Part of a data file
===============
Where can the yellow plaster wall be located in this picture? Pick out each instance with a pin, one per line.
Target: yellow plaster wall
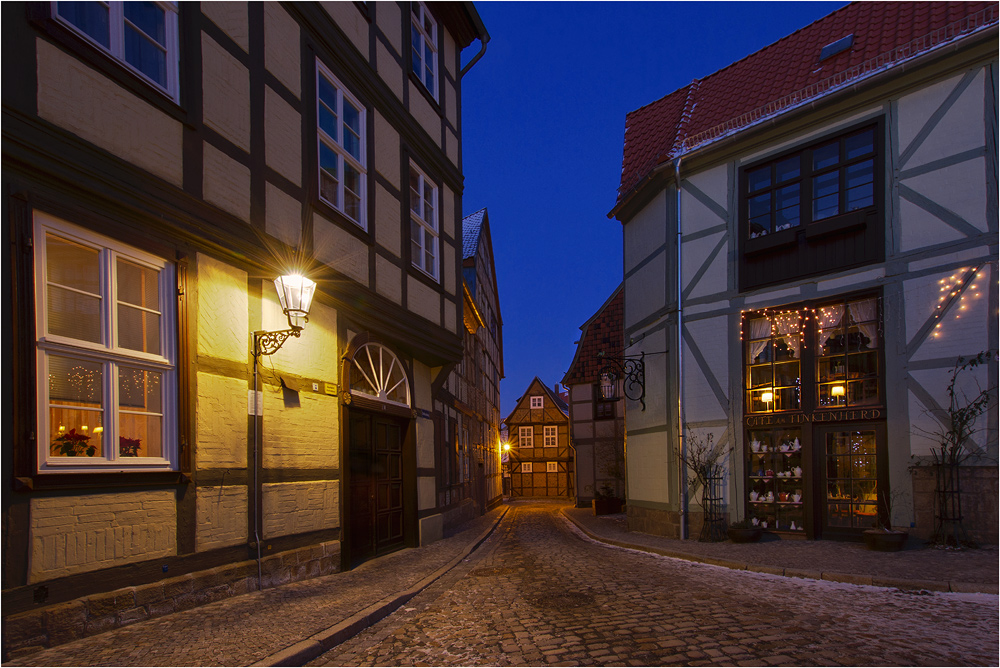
(300, 507)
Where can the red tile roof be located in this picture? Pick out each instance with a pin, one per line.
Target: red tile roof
(789, 72)
(603, 332)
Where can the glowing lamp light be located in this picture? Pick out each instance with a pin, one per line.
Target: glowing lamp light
(295, 292)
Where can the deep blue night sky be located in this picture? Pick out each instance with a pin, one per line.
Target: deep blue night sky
(543, 117)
===============
### WHAT YOU ARE ASKED TO DO:
Can you write out every line of the records above, requests included, with each pin coordinate in the answers multiplied by 1.2 and rounded to a whole number (halves up)? Leave the pictures out.

### SOLUTION FOR THIS EXERCISE:
Where can the yellow plaster wall be located in this picture? Pick out each instance with a pin, one per line.
Target: yellow plaster wall
(360, 608)
Where can the red tile roof be located in this picture? Pick out each instance with a pin, one per line.
Target: red tile roof
(947, 86)
(724, 398)
Where can the glowing lamp light be located in this picture? Pick out each instance with a pin, one per line.
Target: glowing lamp light
(354, 350)
Where can the deep blue night sky be located in this picture? Pick out each instance with a pin, one per line.
Target: deep blue night sky
(652, 140)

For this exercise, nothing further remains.